WRITTEN EXERCISE: List every line of the entries below that contains the string "pink".

Dataset excerpts on object pointing
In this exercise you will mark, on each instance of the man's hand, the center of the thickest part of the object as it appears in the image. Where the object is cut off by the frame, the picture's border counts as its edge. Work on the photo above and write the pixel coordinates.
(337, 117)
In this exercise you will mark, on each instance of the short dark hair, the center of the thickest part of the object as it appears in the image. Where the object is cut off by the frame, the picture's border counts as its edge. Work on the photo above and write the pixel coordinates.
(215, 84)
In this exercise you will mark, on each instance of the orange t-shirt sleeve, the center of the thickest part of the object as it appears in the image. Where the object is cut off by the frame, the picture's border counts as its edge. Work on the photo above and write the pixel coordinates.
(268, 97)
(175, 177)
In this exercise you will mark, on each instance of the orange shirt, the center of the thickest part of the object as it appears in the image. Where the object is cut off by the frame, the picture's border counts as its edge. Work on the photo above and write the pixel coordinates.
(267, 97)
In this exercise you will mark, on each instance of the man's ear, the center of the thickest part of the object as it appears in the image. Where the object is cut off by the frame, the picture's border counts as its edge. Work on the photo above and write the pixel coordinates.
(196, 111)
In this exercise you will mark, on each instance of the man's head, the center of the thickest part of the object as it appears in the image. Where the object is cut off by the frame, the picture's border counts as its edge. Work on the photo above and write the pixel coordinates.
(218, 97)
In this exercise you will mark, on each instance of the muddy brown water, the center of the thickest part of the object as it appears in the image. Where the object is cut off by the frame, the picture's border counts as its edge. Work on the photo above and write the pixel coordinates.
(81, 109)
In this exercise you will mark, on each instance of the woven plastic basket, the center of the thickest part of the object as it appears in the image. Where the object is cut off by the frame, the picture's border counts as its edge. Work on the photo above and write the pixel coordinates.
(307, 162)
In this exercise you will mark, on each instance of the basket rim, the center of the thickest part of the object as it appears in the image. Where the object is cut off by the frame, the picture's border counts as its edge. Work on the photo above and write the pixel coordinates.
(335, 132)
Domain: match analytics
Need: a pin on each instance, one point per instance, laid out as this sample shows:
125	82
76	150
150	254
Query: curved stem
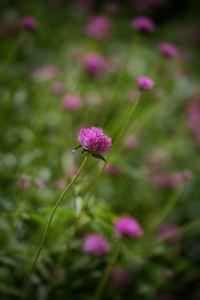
53	212
125	122
107	272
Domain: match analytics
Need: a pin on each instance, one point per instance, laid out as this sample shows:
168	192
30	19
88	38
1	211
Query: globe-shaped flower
128	227
143	24
168	49
29	23
94	140
96	245
145	83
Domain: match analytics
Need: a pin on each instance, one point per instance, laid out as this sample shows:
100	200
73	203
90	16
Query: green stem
53	212
104	278
125	122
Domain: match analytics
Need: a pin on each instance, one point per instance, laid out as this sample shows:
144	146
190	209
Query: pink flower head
29	23
94	140
94	64
96	245
168	49
128	227
24	182
145	83
143	24
119	276
99	27
72	102
170	231
112	170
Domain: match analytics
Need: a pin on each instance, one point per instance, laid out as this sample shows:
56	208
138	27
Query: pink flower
24	182
94	64
112	170
119	276
168	49
96	245
99	27
128	226
170	231
143	24
39	183
72	102
145	83
94	140
29	23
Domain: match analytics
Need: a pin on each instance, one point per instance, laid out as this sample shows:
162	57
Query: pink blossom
24	182
94	140
72	102
168	49
145	83
112	170
96	245
29	23
119	276
143	24
99	27
128	226
94	64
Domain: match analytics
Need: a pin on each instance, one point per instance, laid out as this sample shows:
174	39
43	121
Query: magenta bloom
29	23
72	102
168	49
94	140
128	227
96	245
112	170
145	83
170	231
143	24
94	64
99	27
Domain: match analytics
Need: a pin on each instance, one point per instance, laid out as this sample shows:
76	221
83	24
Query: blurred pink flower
143	24
94	64
24	182
112	170
94	140
99	27
119	276
128	226
72	102
29	23
96	245
39	183
145	83
170	231
168	49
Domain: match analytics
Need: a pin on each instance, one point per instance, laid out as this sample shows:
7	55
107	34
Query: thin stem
126	121
104	278
53	212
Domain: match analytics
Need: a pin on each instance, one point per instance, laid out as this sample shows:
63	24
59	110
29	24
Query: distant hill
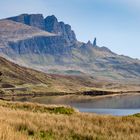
51	46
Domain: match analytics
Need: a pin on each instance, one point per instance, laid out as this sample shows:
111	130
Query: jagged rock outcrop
59	48
52	25
49	24
35	20
95	42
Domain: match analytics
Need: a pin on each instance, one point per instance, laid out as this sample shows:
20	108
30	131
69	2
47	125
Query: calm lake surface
119	105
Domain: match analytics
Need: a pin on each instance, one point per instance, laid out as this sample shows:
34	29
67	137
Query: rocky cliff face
51	46
35	20
49	24
52	25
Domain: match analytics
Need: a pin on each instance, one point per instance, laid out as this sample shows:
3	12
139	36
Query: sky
115	23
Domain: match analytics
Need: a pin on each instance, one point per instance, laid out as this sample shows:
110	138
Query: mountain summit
51	46
49	24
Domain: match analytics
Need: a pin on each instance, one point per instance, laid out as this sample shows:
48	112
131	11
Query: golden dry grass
18	124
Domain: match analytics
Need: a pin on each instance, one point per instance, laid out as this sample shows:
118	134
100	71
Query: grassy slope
30	81
34	81
21	121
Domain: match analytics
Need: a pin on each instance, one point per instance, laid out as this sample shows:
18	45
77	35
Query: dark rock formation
49	24
40	49
35	20
95	42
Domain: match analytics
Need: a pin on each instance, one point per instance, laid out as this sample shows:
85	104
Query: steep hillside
59	52
17	78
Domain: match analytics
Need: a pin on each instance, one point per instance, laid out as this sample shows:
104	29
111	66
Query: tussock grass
38	108
21	124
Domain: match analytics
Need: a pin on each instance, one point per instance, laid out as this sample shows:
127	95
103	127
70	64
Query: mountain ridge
63	50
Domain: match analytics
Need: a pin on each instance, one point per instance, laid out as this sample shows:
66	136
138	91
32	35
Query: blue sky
115	23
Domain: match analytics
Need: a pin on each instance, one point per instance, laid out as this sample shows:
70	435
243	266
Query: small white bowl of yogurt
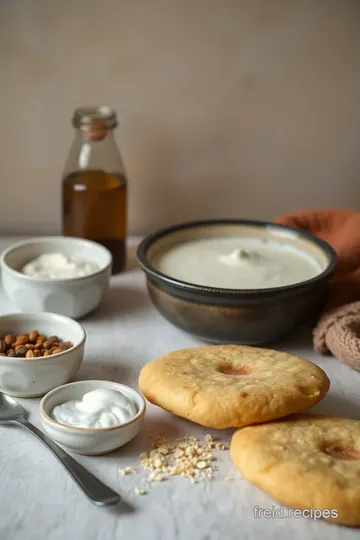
92	417
57	274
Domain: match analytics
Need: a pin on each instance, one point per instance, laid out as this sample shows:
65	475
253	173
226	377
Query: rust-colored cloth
338	329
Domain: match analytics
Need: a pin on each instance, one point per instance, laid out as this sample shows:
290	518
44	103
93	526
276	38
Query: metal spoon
12	412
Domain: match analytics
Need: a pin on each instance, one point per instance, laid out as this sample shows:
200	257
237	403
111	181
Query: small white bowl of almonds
38	352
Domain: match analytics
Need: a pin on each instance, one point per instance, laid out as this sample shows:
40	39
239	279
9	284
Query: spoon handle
93	488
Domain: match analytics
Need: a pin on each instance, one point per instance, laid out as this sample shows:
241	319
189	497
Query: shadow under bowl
244	316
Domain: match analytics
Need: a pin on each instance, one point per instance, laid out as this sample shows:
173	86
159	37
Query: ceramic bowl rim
42	239
50	316
145	244
47	418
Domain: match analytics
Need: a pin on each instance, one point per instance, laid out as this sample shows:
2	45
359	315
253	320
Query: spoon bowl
12	412
10	409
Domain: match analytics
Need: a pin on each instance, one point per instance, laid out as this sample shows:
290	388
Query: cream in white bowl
72	296
237	263
32	377
90	441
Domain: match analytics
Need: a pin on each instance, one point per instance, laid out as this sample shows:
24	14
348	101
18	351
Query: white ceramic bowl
88	441
31	377
73	297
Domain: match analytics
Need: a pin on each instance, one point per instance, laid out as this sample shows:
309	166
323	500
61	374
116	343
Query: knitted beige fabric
338	332
338	329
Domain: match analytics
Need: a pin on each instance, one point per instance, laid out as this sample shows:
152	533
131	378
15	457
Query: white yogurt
58	266
237	263
101	408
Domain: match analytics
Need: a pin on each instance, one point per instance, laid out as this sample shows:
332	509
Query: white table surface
38	501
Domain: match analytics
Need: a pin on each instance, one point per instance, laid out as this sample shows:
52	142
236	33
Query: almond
21	340
33	335
9	339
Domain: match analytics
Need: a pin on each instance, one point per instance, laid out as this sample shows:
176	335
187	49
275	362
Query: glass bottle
94	185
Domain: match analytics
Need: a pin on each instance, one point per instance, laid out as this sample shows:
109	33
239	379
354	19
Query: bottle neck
94	153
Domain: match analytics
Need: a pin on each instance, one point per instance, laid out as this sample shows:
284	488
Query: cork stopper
96	121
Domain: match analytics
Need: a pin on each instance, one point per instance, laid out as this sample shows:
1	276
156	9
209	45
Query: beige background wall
227	107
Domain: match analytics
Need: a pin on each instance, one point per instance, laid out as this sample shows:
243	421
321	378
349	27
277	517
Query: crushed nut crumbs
187	456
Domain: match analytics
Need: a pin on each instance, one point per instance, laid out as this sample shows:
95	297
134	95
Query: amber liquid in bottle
94	207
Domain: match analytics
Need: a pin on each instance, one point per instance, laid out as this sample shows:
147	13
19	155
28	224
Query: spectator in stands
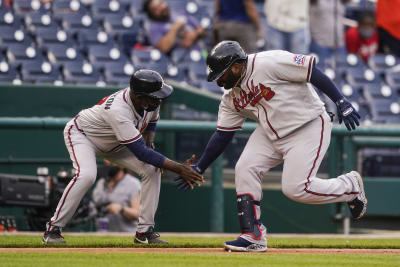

TASK RESULT:
Query: pink flower head
Query: pink flower
Query: pink blossom
Query: blurred pink flower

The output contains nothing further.